**Text block:**
++++

Sweeting got things rolling with the basketball ministry to youth.
Early in their ministry in the Turks and Caicos, Sweeting was drawn to ministry to youth and she and her husband visited a nearby basketball court where teen boys were shooting hoops. She asked them if they would like to start a basketball team. They were enthusiastic and brought their friends to a meeting with the pastor. She explained that anyone who wanted to play would be required to attend a church youth meeting once a week.
A league of 10 teams with 15 players each was formed and Pastor Sweeting not only led her church team but was chaplain for the league. From this beginning, a number of youth found Jesus as their Savior, and became a core of the church. Since 2009, Pastor Sweeting has served as the assistant secretary for the Providenciales Basketball Association, treasurer, assistant treasurer, chaplain, and now action as vice president.
The church also has an adult team called Nazarene Kings.
In June 2012, a group of JESUS Film workers led by Rev. Darrell Leber visited the church and showed the film in different parts of the community. About 120 persons gave their lives to God. In October, Pastor Sweeting was officially installed as the senior pastor of the Holy Ghost Church of the Nazarene. The church held a three-day revival with three pastors from the Bahamas plus the district superintendent leading the services as well as the Sweeting extended family coming from the Bahamas in support.
Meeting challenges head on
At this time, the church was growing physically and spiritually. But hard times would come. Living on a Caribbean island with the wind, rain and lots of heat — sometimes up to 100 degrees or more (F) — the church tent became unbearably hot. Many left the church, and the Sweetings went before God to ask for new vision.
In June 2014, the church rented a building where a pre-school was held and Nazarene Technical Institute was born. They offered nightly English classes for adults (highly desired by their Haitian parishioners) as well as computer and theology classes. Nineteen students enrolled, and though many could not even afford the very low fee to help pay the teachers, the church was able to keep the school open. The building was also the answer for a relocation from the tent that was now full of holes and unbearably hot. Services were held there for about a year.
The year 2014 was a time of change for the church. In April the church received the message that the school was being sold. A month later, the Sweetings learned their landlord was selling the house they lived in. Attendance at the school and church were declining and Nathalie confessed she often sat in her vehicle on Sunday mornings crying out to God for direction.
Another blow came in November when their assistant pastor went to the U.S. to conduct a seminar, then decided to marry and relocate. As he had been a widower for nine years, they were happy for him, but sad they were losing his leadership in the church and school.
God answered prayer and the Sweetings found another place to live; they were able to have services in the members’ homes temporarily until just a few weeks ago, they held their first service in a newly rented, beautiful sanctuary. They also took in new assistant pastor Fred Cyriaque and his wife Fabuola (photo right). They credit the prayers and support of their children, grandchildren, and friends, Dr. Alvin Hepburn, Pastor Ruth Brown, and Sweeting’s sister Janet Turnquest, for getting them through the difficult times.
The Sweetings’ persistence has paid off. With new energy, new leadership and a new location, and now the support of Garrett’s nonprofit to infuse new energy and resources into the basketball ministry, things are looking up for the continued development of the church in Turks and Caicos.
This article was originally posted on 24 Nov. at Engage Magazine, a global mission magazine of the Church of the Nazarene.

++++

**Input data:**
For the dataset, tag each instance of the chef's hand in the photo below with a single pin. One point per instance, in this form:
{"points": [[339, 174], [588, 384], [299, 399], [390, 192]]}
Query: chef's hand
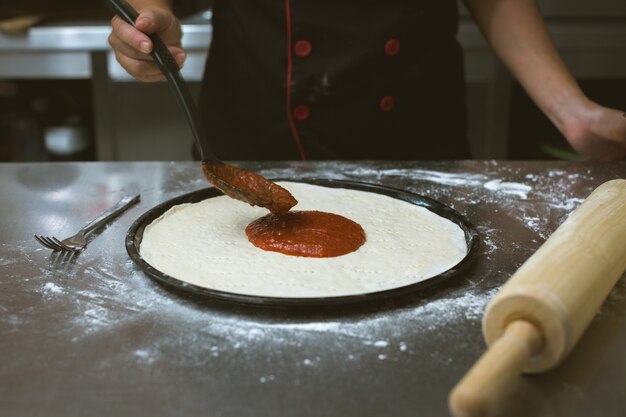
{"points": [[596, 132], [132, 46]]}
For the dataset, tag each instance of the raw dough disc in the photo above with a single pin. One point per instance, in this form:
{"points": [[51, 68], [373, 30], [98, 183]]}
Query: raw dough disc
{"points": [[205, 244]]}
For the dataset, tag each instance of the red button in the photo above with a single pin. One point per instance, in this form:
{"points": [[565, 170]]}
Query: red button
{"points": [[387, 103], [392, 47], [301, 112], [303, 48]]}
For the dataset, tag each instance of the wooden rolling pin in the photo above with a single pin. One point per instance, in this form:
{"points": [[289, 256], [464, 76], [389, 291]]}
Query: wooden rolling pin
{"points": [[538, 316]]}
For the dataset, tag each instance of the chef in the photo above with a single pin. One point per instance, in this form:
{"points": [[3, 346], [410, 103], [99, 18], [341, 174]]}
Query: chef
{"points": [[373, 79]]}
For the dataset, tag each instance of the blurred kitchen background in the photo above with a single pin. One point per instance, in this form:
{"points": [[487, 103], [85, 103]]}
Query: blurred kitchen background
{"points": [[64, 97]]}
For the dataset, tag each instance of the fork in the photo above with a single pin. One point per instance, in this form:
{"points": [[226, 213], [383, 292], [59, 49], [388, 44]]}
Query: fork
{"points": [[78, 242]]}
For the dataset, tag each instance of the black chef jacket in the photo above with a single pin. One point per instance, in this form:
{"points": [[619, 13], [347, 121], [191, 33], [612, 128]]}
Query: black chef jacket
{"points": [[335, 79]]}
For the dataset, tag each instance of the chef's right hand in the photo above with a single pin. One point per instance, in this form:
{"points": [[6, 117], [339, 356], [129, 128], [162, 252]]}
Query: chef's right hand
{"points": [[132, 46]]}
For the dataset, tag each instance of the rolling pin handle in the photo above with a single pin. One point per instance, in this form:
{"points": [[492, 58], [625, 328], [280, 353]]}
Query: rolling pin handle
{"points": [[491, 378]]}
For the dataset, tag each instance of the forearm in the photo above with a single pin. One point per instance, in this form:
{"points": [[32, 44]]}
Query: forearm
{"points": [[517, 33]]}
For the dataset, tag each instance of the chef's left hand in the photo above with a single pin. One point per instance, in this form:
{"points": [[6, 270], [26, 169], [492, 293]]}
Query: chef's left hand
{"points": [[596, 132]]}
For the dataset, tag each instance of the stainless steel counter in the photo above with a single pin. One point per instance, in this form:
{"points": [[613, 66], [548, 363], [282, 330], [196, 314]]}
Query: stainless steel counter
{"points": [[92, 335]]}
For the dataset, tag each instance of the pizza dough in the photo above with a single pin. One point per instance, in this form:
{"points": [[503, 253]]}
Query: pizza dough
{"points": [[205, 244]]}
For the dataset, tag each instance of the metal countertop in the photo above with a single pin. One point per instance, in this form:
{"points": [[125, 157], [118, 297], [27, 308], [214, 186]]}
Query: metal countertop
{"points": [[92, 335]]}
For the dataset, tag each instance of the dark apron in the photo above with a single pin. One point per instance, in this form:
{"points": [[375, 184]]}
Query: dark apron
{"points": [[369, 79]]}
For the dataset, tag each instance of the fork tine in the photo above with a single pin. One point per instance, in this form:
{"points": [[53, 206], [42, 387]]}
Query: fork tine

++++

**List of tasks:**
a: In the article, how many teams made up the basketball league that was formed?
b: Shorten the article's paragraph that begins "In June 2014, the church rented," keeping its main facts.
c: Copy out everything in the article from "The Sweetings’ persistence" down to "the Church of the Nazarene.".
Base your work on the article alone.

**Answers below:**
a: Ten teams, with 15 players each.

b: In June 2014 the church rented a building that housed a pre-school and started Nazarene Technical Institute there. It offered nightly English classes for adults, which its Haitian parishioners wanted, along with computer and theology classes. Nineteen students enrolled. Many could not afford even the low fee, but the church kept the school open. The building also replaced the tent, which was full of holes and unbearably hot, and services were held there for about a year.

c:
The Sweetings’ persistence has paid off. With new energy, new leadership and a new location, and now the support of Garrett’s nonprofit to infuse new energy and resources into the basketball ministry, things are looking up for the continued development of the church in Turks and Caicos.
This article was originally posted on 24 Nov. at Engage Magazine, a global mission magazine of the Church of the Nazarene.